Find every line in the rows below that contains the word "mountain" and copy each one out.

Rows in a dataset
____
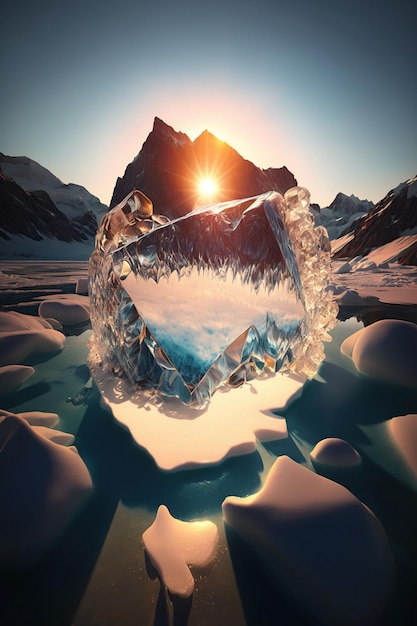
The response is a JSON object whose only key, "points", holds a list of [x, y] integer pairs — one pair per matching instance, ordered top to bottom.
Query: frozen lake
{"points": [[97, 574]]}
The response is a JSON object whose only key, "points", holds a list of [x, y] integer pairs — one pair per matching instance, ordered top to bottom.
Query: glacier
{"points": [[211, 299]]}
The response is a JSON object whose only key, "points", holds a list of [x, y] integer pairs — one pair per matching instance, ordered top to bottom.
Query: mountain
{"points": [[169, 167], [35, 206], [341, 214], [394, 218]]}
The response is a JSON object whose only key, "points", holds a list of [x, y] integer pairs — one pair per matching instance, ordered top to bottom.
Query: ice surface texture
{"points": [[212, 298], [319, 542]]}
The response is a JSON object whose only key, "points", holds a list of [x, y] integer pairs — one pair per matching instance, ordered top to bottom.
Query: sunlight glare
{"points": [[207, 187]]}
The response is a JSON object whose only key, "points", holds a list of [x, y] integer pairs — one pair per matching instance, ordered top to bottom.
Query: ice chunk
{"points": [[212, 298], [386, 350], [180, 438], [319, 542], [173, 545]]}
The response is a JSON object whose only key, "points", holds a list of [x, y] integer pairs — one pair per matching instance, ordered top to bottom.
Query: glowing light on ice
{"points": [[213, 298], [174, 545]]}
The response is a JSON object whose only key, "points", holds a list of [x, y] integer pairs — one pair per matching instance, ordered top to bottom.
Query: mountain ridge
{"points": [[169, 166]]}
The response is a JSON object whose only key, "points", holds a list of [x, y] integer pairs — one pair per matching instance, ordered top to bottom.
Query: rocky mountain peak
{"points": [[169, 167]]}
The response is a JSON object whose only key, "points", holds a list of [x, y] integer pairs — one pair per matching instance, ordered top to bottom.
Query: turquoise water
{"points": [[98, 574]]}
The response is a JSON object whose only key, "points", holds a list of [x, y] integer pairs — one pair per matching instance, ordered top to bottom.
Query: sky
{"points": [[328, 89]]}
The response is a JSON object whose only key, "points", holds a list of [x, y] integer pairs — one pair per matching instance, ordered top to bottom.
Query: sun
{"points": [[207, 187]]}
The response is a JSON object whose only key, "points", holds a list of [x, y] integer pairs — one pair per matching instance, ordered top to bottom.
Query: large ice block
{"points": [[210, 299]]}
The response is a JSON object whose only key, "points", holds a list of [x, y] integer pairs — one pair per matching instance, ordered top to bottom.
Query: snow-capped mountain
{"points": [[169, 167], [35, 206], [341, 214], [392, 219]]}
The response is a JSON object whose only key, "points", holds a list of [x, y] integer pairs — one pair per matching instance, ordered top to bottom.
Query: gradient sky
{"points": [[327, 88]]}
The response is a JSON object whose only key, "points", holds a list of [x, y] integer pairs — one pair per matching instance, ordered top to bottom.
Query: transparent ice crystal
{"points": [[211, 299]]}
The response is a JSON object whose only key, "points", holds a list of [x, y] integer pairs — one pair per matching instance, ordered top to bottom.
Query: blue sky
{"points": [[328, 89]]}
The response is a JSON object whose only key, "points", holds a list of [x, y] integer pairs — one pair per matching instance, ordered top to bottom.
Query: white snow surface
{"points": [[71, 199], [68, 309], [22, 335], [386, 350], [12, 376], [403, 430], [179, 437], [335, 452], [44, 486], [319, 541], [173, 545]]}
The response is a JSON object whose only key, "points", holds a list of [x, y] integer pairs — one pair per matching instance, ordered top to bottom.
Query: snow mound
{"points": [[350, 297], [68, 309], [22, 335], [386, 350], [12, 376], [39, 418], [179, 437], [335, 452], [44, 486], [319, 541], [173, 545]]}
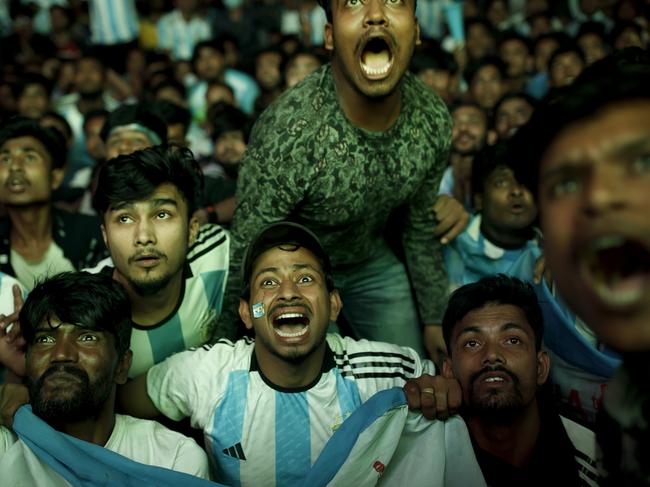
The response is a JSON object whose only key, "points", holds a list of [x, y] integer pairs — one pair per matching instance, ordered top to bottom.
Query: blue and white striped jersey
{"points": [[113, 21], [193, 321], [257, 433]]}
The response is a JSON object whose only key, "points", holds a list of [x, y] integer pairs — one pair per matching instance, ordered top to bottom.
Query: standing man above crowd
{"points": [[356, 140], [37, 239]]}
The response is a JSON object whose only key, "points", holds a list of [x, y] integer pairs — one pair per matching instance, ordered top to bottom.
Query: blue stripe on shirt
{"points": [[227, 429], [292, 438]]}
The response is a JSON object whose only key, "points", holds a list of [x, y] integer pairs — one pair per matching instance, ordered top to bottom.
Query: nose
{"points": [[375, 13], [144, 232], [64, 350]]}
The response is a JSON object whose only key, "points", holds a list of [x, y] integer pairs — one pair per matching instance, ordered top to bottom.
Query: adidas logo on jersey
{"points": [[235, 451]]}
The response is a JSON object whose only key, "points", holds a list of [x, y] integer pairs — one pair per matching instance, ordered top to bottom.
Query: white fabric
{"points": [[52, 263], [280, 433], [140, 440]]}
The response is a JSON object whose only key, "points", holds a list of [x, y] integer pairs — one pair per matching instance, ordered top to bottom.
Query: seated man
{"points": [[502, 233], [36, 239], [174, 272], [77, 327], [493, 330], [267, 407]]}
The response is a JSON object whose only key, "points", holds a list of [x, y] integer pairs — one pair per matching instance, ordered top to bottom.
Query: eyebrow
{"points": [[122, 205]]}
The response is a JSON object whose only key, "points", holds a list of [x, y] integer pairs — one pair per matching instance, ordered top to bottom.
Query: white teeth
{"points": [[376, 71], [289, 315], [294, 334]]}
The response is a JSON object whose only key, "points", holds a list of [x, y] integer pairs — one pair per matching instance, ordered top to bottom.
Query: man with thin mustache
{"points": [[493, 329]]}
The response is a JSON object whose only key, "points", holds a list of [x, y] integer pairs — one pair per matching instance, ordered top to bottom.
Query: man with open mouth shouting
{"points": [[339, 152], [589, 163], [268, 407]]}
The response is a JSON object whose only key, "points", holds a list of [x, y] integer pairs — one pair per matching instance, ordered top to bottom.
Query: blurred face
{"points": [[479, 42], [372, 43], [592, 47], [515, 54], [209, 64], [300, 67], [565, 69], [267, 70], [89, 77], [487, 86], [33, 101], [510, 116], [469, 132], [121, 142], [94, 143], [229, 147], [26, 174], [594, 200], [507, 207], [148, 239], [291, 286], [493, 357], [72, 371]]}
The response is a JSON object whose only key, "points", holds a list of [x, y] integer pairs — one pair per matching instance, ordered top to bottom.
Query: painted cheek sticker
{"points": [[258, 310]]}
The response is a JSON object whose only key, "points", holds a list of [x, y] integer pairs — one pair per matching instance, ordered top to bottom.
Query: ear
{"points": [[329, 37], [56, 177], [478, 201], [103, 227], [194, 230], [335, 304], [245, 313], [123, 366], [543, 367], [447, 369]]}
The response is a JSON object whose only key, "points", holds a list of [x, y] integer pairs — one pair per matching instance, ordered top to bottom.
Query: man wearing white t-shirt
{"points": [[78, 327], [267, 407]]}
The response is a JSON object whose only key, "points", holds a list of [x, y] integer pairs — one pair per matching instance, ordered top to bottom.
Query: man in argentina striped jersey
{"points": [[173, 271], [493, 329], [267, 407]]}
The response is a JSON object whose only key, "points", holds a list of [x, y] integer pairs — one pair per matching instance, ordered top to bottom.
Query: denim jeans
{"points": [[378, 302]]}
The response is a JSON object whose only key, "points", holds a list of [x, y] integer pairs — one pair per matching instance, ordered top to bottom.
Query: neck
{"points": [[374, 114], [31, 229], [506, 239], [151, 309], [290, 375], [95, 430], [513, 443]]}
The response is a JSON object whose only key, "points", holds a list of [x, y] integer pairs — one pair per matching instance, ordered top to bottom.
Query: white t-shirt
{"points": [[257, 433], [140, 440]]}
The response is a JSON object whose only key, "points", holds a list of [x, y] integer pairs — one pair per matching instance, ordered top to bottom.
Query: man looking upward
{"points": [[356, 140]]}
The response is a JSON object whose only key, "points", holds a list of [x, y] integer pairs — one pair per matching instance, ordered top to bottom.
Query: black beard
{"points": [[85, 403], [498, 408]]}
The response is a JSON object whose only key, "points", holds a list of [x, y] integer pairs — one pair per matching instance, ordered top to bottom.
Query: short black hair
{"points": [[327, 6], [620, 77], [139, 113], [52, 139], [133, 177], [498, 289], [93, 301]]}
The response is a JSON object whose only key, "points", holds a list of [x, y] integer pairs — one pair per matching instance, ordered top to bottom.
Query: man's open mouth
{"points": [[376, 58], [618, 269], [291, 324]]}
____
■ **Task solution**
Query: mountain
Query: mountain ridge
Query: rocky mountain peak
Query: snow-capped mountain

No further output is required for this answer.